• [Job]:
In the items below, begin at the line that contains "like x=507 y=422." and stop after the line that contains "x=555 y=520". Arrange those lines as a JSON list of strings, with one string per line and blank lines left out.

A series of items:
■ ■ ■

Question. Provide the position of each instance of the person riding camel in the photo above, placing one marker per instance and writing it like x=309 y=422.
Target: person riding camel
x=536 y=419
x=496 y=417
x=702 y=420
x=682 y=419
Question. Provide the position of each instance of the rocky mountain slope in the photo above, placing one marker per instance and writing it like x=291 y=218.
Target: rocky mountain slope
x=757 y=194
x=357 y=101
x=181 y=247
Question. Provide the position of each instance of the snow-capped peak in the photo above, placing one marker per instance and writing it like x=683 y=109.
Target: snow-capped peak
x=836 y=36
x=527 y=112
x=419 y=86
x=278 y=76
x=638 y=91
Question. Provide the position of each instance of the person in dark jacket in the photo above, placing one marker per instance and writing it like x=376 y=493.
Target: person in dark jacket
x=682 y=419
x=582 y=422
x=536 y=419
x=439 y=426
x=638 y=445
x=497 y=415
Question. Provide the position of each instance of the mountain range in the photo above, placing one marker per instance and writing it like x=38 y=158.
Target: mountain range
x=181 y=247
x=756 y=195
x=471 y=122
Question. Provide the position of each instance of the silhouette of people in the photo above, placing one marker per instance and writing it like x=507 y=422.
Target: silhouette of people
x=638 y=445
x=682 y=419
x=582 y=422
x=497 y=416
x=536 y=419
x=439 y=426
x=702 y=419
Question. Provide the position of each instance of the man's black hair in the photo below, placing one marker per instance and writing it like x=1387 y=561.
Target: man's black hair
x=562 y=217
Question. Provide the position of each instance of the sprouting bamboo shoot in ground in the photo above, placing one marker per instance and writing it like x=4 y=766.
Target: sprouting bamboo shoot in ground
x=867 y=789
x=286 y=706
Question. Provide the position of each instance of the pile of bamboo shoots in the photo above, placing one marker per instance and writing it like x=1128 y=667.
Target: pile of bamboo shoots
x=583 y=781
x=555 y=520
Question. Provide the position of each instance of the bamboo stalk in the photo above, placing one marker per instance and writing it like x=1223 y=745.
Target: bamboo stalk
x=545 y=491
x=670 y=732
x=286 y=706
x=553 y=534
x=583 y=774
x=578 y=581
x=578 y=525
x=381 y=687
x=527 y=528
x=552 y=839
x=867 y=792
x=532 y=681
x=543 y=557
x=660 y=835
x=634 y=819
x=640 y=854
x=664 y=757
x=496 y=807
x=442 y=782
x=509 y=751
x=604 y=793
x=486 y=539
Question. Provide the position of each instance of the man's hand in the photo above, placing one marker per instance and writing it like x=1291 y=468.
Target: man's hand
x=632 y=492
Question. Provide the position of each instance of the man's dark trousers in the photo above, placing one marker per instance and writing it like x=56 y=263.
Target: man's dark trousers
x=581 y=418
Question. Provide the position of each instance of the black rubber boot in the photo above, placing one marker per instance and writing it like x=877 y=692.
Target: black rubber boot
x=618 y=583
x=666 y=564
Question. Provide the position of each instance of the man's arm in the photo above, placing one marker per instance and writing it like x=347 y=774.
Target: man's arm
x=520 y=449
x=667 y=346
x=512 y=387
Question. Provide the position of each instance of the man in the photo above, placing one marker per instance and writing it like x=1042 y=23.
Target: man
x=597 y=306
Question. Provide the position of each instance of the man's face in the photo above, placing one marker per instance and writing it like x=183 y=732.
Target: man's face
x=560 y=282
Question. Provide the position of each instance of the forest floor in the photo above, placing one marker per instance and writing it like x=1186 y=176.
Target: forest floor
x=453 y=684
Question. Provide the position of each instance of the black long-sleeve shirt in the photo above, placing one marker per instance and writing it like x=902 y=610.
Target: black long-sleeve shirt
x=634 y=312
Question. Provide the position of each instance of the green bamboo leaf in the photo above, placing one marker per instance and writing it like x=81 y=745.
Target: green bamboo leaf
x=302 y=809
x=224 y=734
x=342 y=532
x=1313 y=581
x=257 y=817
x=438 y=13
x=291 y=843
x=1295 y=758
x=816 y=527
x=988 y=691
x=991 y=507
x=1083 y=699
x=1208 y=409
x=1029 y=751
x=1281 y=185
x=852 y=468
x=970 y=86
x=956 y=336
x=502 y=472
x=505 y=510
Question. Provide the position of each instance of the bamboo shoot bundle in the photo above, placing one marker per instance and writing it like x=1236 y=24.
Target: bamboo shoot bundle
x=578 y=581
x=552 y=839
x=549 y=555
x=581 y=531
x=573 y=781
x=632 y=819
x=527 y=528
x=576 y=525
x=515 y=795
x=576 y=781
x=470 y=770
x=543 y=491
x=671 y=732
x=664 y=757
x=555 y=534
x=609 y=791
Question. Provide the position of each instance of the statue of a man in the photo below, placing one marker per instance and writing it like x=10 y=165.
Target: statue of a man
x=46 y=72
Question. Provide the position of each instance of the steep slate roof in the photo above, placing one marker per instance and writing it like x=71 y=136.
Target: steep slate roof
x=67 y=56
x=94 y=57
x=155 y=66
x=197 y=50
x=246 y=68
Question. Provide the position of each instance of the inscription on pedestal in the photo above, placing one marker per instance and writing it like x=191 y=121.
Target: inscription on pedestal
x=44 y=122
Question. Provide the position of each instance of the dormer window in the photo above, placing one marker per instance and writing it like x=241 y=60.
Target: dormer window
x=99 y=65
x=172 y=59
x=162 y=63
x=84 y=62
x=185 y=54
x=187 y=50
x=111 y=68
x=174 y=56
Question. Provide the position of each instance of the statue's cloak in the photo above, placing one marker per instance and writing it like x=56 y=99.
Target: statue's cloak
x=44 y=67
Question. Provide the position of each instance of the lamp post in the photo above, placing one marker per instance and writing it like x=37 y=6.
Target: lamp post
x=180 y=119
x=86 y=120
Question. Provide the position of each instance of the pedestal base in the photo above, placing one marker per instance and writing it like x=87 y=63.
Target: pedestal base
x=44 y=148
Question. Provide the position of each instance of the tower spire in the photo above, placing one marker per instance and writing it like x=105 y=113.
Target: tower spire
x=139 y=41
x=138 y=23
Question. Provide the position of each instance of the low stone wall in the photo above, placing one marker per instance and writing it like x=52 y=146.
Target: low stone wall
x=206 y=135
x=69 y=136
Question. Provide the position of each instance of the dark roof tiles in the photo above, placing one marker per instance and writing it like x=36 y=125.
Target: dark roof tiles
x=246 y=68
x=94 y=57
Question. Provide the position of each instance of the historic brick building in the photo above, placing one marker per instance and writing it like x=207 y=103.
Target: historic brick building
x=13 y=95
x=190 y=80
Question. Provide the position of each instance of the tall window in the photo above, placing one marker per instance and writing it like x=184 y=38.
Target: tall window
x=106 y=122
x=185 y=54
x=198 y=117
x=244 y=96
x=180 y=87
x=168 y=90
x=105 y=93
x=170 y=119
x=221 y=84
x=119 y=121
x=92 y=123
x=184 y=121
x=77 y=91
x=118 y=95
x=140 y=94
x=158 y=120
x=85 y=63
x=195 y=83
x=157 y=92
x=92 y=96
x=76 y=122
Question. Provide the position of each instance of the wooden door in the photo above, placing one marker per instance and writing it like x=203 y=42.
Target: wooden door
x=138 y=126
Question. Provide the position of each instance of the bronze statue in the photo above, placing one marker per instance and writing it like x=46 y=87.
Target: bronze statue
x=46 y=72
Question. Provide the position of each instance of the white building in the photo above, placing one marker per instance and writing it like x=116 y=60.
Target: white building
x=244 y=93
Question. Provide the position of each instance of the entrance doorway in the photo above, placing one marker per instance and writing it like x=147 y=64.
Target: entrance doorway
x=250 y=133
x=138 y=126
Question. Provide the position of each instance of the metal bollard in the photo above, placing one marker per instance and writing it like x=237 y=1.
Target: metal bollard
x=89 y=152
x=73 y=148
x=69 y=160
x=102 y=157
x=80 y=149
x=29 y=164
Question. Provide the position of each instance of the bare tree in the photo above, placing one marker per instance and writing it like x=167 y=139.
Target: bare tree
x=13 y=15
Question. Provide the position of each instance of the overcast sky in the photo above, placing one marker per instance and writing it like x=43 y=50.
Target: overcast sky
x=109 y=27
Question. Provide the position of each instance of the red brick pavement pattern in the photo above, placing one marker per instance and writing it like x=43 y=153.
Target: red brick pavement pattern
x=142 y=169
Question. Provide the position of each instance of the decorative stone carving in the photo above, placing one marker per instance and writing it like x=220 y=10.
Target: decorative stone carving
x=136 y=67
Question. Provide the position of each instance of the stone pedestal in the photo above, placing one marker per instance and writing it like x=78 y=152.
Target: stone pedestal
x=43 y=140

■ ■ ■

• [Written solution]:
[
  "Question. Provide the position of each instance of the silhouette of people in the photo above, placing one marker per instance and writing it like x=507 y=422.",
  "Target: silhouette of people",
  "x=638 y=445",
  "x=682 y=419",
  "x=582 y=422",
  "x=497 y=416",
  "x=536 y=419",
  "x=439 y=426",
  "x=702 y=419",
  "Question. Provide the position of each instance of the man's black hair in the photo below, placing one marker per instance and writing it like x=1387 y=561.",
  "Target: man's black hair",
  "x=562 y=217",
  "Question. Provide the position of each instance of the sprouting bamboo shoot in ground in the photo above, placing one marker per instance and writing it like x=4 y=766.",
  "Target: sprouting bamboo shoot in ground",
  "x=867 y=789",
  "x=286 y=706",
  "Question. Provide the position of each instance of the pile of bamboo shoots in the photo above, placing one marker per instance and writing it like x=1128 y=667.",
  "Target: pile of bamboo shoots",
  "x=583 y=781",
  "x=555 y=520"
]